Die wenigen Einträge im Notizkalender für 1945 beginnen am 2. 2.: »Hurra! – Arno steht vor der Tür! – Urlaub!!« Diese Eintragung verrät noch nicht, daß Arno Schmidt diesen Urlaub geplant hatte, um die Flucht nach Westen zu organisieren. Er hatte sich dafür ›freiwillig‹ zur Front melden müssen. Nach elf Tagen – in denen keine Tagebucheinträge erfolgten(17) – notierte Alice Schmidt am 13.Februar: »Die Pilgerreise begann. – Einer der dunkelsten Tage meines Lebens. – Arno sagte mir beim Abschied auf der Wieseler Höhe: wir sehen uns bestimmt wieder u. Tränen standen in seinen Augen. –« Es folgten am 14. und 15. Februar die Stationen der Flucht, (18) am 16. Februar sah sie in der Nähe von Dresden das»Elend der Ausgebombten« und traf ihren Mann noch einmal wieder. Damit enden Alice Schmidts Aufzeichnungen aus dem Krieg. Ihre Flucht führte sie am 25. Februar 1945 nach Quedlinburg zu ihrer Schwiegermutter, von wo sie sich am 15. Oktober nach Luthe abmeldete. Über Thale im Harz und Goslar kam sie schließlich am 5. November nach Luthe bei Hannover. Das Anmeldungsformular dort wurde bereits von Arno Schmidt ausgefüllt.

(1) Im Besitz der Arno Schmidt Stiftung, Bargfeld.

[Aufgabenstellung]:
Beantworten Sie die folgenden Fragen mithilfe des Lesetexts.
(a) Mit welchem Datum beginnen die Einträge im Notizkalender für 1945?
(b) An welchem Ort verabschiedete sich Arno Schmidt am 13. Februar von Alice Schmidt?
(c) An welchem Tag kam Alice Schmidt schließlich in Luthe bei Hannover an?

[Bereitgestellte Daten]:

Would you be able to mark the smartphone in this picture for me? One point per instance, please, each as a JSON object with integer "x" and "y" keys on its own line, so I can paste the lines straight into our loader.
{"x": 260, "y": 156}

[Lösung]:
(a) Am 2. Februar (2. 2.).
(b) Auf der Wieseler Höhe.
(c) Am 5. November.